Rows from a dataset
begin
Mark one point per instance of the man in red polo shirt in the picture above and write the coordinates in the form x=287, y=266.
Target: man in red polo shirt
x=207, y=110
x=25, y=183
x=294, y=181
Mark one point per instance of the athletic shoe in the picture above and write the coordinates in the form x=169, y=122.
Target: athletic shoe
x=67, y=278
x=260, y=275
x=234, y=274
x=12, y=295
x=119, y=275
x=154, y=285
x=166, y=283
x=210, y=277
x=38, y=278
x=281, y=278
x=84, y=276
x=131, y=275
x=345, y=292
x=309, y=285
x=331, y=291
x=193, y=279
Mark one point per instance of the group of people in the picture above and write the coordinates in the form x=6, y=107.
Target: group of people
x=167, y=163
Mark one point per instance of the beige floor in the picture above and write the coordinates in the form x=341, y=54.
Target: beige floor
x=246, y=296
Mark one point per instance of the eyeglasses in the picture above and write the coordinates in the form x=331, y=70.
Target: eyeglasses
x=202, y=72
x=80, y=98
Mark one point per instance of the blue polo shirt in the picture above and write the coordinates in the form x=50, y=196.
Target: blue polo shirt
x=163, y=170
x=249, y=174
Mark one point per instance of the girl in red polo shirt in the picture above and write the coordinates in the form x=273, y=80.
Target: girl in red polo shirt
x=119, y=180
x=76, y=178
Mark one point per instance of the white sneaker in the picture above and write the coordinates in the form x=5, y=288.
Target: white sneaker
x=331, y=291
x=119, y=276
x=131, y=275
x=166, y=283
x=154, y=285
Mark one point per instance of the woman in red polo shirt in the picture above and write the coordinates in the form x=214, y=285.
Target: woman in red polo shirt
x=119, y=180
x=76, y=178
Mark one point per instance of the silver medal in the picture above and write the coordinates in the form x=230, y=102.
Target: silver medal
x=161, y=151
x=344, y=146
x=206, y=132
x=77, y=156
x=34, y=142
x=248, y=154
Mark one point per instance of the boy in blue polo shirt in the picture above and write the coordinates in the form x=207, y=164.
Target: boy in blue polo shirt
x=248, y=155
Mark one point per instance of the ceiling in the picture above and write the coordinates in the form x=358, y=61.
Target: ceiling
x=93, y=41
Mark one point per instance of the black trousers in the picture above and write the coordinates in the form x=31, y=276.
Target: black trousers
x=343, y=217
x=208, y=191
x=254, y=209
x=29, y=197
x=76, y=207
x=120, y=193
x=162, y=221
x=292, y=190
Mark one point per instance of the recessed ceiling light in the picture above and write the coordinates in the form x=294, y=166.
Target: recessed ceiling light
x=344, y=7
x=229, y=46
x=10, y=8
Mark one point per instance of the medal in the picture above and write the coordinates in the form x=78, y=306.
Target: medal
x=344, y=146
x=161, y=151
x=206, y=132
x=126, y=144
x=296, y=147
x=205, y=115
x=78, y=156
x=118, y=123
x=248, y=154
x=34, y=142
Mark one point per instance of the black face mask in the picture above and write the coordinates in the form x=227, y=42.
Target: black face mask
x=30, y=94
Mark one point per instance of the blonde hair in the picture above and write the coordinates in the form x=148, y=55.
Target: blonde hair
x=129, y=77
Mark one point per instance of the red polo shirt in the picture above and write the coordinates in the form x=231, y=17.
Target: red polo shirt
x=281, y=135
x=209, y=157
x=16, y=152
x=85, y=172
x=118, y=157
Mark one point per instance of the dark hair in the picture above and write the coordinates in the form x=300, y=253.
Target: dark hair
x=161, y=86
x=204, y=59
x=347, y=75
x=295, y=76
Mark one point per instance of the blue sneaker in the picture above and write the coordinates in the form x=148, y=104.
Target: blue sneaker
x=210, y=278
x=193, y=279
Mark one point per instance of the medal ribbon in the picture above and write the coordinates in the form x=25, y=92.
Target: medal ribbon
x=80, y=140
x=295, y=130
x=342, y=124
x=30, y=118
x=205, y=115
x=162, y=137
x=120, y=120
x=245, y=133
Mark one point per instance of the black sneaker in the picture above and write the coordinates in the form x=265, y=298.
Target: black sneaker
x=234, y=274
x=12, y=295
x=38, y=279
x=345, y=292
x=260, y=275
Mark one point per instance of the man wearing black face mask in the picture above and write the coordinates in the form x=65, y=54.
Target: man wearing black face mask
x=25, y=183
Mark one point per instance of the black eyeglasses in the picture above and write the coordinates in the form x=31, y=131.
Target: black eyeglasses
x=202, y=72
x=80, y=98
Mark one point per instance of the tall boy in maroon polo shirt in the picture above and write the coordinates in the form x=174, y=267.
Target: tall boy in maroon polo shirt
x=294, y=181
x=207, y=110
end
Written exercise
Put every line of the records above into a Markdown table with the columns Number and Record line, one numbered row per line. Leave out any blank lines.

Worked solution
| Number | Record line |
|---|---|
| 1 | Mark one point per instance of the man in red polo shirt in the picture above and write the coordinates in the form x=287, y=266. |
| 2 | Target: man in red polo shirt |
| 3 | x=207, y=110 |
| 4 | x=25, y=183 |
| 5 | x=294, y=181 |
| 6 | Mark one point per instance of the athletic shoe in the picture above and write the coordinates in the form x=169, y=122. |
| 7 | Target: athletic shoe |
| 8 | x=67, y=278 |
| 9 | x=260, y=275 |
| 10 | x=234, y=274 |
| 11 | x=12, y=295 |
| 12 | x=119, y=275 |
| 13 | x=154, y=285 |
| 14 | x=166, y=283 |
| 15 | x=210, y=277 |
| 16 | x=38, y=278 |
| 17 | x=281, y=278 |
| 18 | x=84, y=276 |
| 19 | x=131, y=275 |
| 20 | x=345, y=292 |
| 21 | x=309, y=285 |
| 22 | x=331, y=291 |
| 23 | x=193, y=279 |
| 24 | Mark one point per instance of the group of people in the picture above and write the coordinates in the form x=6, y=107. |
| 25 | Target: group of people |
| 26 | x=167, y=163 |
| 27 | Mark one point per instance of the beige floor in the picture above and write the coordinates in the form x=341, y=54. |
| 28 | Target: beige floor |
| 29 | x=246, y=296 |
| 30 | Mark one point per instance of the eyeglasses in the picture above and write the coordinates in the form x=331, y=70. |
| 31 | Target: eyeglasses |
| 32 | x=202, y=72 |
| 33 | x=80, y=98 |
| 34 | Mark one point per instance of the blue polo shirt in the picture above and write the coordinates in the form x=50, y=196. |
| 35 | Target: blue polo shirt |
| 36 | x=163, y=170 |
| 37 | x=249, y=174 |
| 38 | Mark one point per instance of the girl in red polo shirt in the picture above and write the coordinates in the form x=273, y=80. |
| 39 | Target: girl in red polo shirt |
| 40 | x=119, y=180 |
| 41 | x=76, y=178 |
| 42 | Mark one point per instance of the white sneaker in the picture above and write the coordinates in the form x=5, y=288. |
| 43 | Target: white sneaker |
| 44 | x=331, y=291 |
| 45 | x=119, y=276 |
| 46 | x=131, y=275 |
| 47 | x=166, y=283 |
| 48 | x=154, y=285 |
| 49 | Mark one point per instance of the woman in red polo shirt in the picture above and write the coordinates in the form x=214, y=285. |
| 50 | Target: woman in red polo shirt |
| 51 | x=119, y=180 |
| 52 | x=76, y=178 |
| 53 | Mark one point per instance of the silver medal in the picture above and write the coordinates in the form x=230, y=102. |
| 54 | Target: silver medal |
| 55 | x=161, y=151 |
| 56 | x=344, y=146 |
| 57 | x=206, y=132 |
| 58 | x=77, y=156 |
| 59 | x=34, y=142 |
| 60 | x=248, y=154 |
| 61 | Mark one point per instance of the boy in blue polo shirt in the picture above and write the coordinates in the form x=207, y=164. |
| 62 | Target: boy in blue polo shirt |
| 63 | x=248, y=155 |
| 64 | Mark one point per instance of the ceiling in the picture above and write the coordinates in the form x=358, y=61. |
| 65 | Target: ceiling |
| 66 | x=93, y=41 |
| 67 | Mark one point per instance of the black trousers in the picture above and write the coordinates in the form x=31, y=276. |
| 68 | Target: black trousers |
| 69 | x=343, y=217 |
| 70 | x=208, y=191 |
| 71 | x=254, y=209 |
| 72 | x=29, y=197 |
| 73 | x=76, y=207 |
| 74 | x=120, y=193 |
| 75 | x=162, y=221 |
| 76 | x=292, y=190 |
| 77 | Mark one point per instance of the recessed ceiling light in the picture above and write the coordinates in the form x=294, y=166. |
| 78 | Target: recessed ceiling light |
| 79 | x=344, y=7 |
| 80 | x=229, y=46 |
| 81 | x=10, y=8 |
| 82 | Mark one point per instance of the medal in the picture above and write the coordinates in the form x=78, y=306. |
| 83 | Target: medal |
| 84 | x=344, y=146 |
| 85 | x=161, y=151 |
| 86 | x=206, y=132 |
| 87 | x=126, y=144 |
| 88 | x=296, y=147 |
| 89 | x=205, y=115 |
| 90 | x=78, y=156 |
| 91 | x=118, y=123 |
| 92 | x=248, y=154 |
| 93 | x=34, y=142 |
| 94 | Mark one point per instance of the black face mask in the picture above and write the coordinates in the form x=227, y=42. |
| 95 | Target: black face mask |
| 96 | x=30, y=94 |
| 97 | Mark one point per instance of the blonde hair in the picture above and write the coordinates in the form x=148, y=55. |
| 98 | Target: blonde hair |
| 99 | x=129, y=77 |
| 100 | Mark one point per instance of the red polo shirt in the picture above and write the coordinates in the form x=231, y=17. |
| 101 | Target: red polo shirt |
| 102 | x=281, y=135 |
| 103 | x=209, y=157 |
| 104 | x=16, y=152 |
| 105 | x=85, y=172 |
| 106 | x=118, y=157 |
| 107 | Mark one point per instance of the dark hair in the picture above and write the coordinates in the form x=300, y=253. |
| 108 | Target: dark hair |
| 109 | x=161, y=86 |
| 110 | x=204, y=59 |
| 111 | x=347, y=75 |
| 112 | x=295, y=76 |
| 113 | Mark one point per instance of the blue sneaker in the picture above and write the coordinates in the form x=148, y=104. |
| 114 | Target: blue sneaker |
| 115 | x=210, y=278 |
| 116 | x=193, y=279 |
| 117 | Mark one point per instance of the medal ribbon in the picture above and write the coordinates in the form x=25, y=92. |
| 118 | Target: medal ribbon |
| 119 | x=80, y=140 |
| 120 | x=295, y=130 |
| 121 | x=342, y=124 |
| 122 | x=30, y=118 |
| 123 | x=205, y=115 |
| 124 | x=162, y=137 |
| 125 | x=120, y=120 |
| 126 | x=245, y=133 |
| 127 | Mark one point per instance of the black sneaker in the picture above and write the coordinates in the form x=265, y=298. |
| 128 | Target: black sneaker |
| 129 | x=234, y=274 |
| 130 | x=12, y=295 |
| 131 | x=38, y=279 |
| 132 | x=345, y=292 |
| 133 | x=260, y=275 |
| 134 | Mark one point per instance of the man wearing black face mask in the picture above and write the coordinates in the form x=65, y=54. |
| 135 | Target: man wearing black face mask |
| 136 | x=25, y=183 |
| 137 | Mark one point per instance of the black eyeglasses in the picture above and write the coordinates in the form x=31, y=131. |
| 138 | Target: black eyeglasses |
| 139 | x=202, y=72 |
| 140 | x=80, y=98 |
| 141 | Mark one point per instance of the tall boy in maroon polo shirt in the picture above and write the coordinates in the form x=174, y=267. |
| 142 | Target: tall boy in maroon polo shirt |
| 143 | x=294, y=181 |
| 144 | x=207, y=110 |